▶ [YOUR GOAL]:
Copy out each line of the data below in which the string "screenshot" appears.

=== RECORDS PROVIDED ===

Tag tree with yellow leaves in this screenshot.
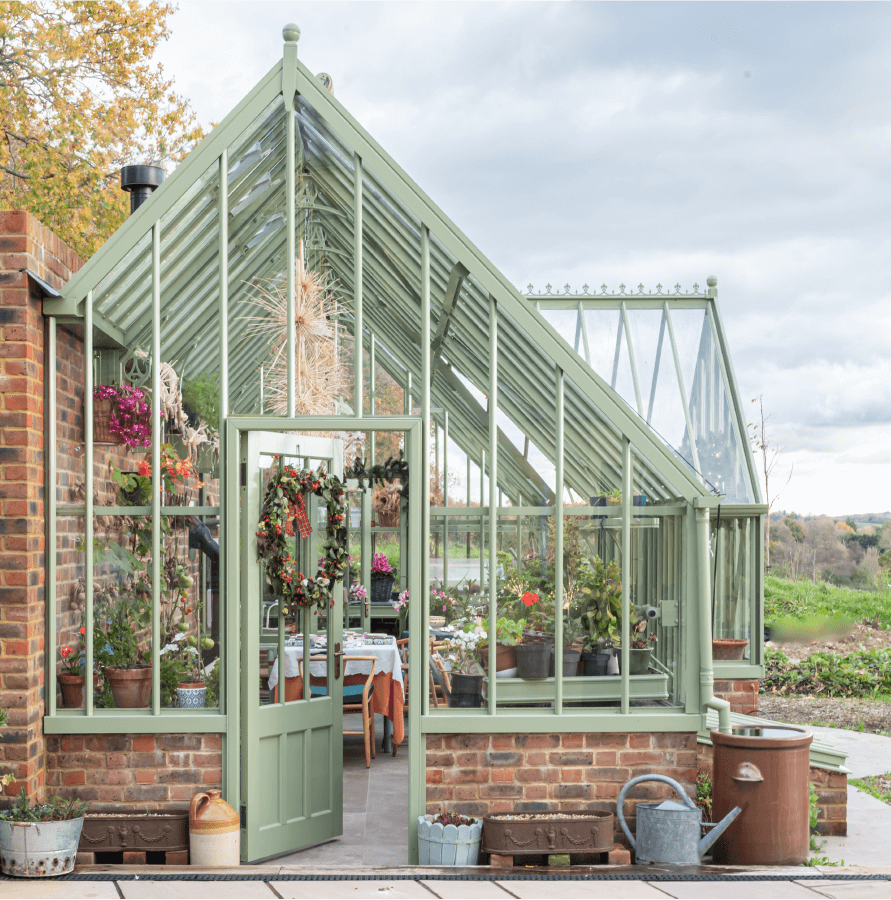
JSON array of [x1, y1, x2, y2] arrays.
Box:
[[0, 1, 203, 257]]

===
=== RECORDS PROVIDED ===

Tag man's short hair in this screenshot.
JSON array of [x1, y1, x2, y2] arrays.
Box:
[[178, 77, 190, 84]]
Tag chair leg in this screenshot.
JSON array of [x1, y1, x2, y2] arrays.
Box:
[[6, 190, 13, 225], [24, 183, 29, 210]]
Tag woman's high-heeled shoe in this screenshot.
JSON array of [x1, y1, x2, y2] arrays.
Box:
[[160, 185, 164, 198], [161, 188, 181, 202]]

===

▶ [EXPECTED ANSWER]:
Tag tree with yellow leaves in this screenshot.
Tag man's short hair in this screenshot.
Tag chair leg in this screenshot.
Tag woman's high-heeled shoe in this screenshot.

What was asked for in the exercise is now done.